## INSTRUCTION:
Copy out everything from the start of the records down to the line containing "column 43, row 41", both ends included, with no changes.

++++ GIVEN DATA

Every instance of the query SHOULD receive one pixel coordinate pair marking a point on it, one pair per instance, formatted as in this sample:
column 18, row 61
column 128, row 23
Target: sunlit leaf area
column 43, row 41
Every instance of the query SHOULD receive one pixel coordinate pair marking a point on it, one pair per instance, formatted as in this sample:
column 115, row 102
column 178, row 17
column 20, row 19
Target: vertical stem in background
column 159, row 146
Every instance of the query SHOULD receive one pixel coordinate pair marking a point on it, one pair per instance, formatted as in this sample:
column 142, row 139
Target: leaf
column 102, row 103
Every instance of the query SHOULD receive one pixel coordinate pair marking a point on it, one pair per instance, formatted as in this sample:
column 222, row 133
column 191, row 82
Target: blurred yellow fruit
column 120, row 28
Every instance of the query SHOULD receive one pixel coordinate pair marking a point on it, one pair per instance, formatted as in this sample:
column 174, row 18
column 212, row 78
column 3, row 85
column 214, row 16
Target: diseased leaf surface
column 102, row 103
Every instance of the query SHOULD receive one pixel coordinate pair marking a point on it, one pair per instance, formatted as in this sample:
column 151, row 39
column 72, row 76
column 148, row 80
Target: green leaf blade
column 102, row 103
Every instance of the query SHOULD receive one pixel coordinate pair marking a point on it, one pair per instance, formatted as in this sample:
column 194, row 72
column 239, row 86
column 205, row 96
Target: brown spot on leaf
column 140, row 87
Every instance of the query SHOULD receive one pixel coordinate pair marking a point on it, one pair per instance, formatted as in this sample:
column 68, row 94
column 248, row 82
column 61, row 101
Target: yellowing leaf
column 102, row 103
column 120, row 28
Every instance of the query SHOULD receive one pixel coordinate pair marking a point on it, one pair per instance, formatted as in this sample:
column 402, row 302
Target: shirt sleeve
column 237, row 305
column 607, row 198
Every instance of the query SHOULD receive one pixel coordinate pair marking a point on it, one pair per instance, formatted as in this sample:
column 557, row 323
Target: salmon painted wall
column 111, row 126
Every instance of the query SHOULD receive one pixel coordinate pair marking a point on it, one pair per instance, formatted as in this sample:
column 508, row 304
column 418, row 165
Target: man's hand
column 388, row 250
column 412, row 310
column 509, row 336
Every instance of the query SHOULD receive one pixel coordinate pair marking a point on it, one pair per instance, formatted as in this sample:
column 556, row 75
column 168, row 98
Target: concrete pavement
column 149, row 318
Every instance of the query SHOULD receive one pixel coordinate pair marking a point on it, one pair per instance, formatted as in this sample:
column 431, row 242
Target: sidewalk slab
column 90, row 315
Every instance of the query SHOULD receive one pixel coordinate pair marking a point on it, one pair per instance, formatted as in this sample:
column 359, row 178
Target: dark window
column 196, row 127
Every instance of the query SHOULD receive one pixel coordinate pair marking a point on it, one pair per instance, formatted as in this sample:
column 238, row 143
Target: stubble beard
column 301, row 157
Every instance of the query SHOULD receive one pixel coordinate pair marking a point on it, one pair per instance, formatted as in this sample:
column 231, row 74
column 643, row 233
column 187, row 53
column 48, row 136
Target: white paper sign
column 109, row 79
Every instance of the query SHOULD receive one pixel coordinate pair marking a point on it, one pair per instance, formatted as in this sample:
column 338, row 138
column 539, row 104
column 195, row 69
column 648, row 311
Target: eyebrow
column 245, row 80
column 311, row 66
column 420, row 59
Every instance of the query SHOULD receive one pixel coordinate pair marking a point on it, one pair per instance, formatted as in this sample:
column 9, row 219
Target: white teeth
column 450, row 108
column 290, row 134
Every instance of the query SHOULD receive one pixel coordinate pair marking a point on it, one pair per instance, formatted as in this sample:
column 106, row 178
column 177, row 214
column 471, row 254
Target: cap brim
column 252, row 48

++++++++

## COMPLETE RESPONSE:
Every instance of the query SHOULD receive one pixel coordinate pair marking a point on it, one pair per instance, formatted as in this sample:
column 18, row 61
column 128, row 23
Target: sunlit leaf area
column 43, row 41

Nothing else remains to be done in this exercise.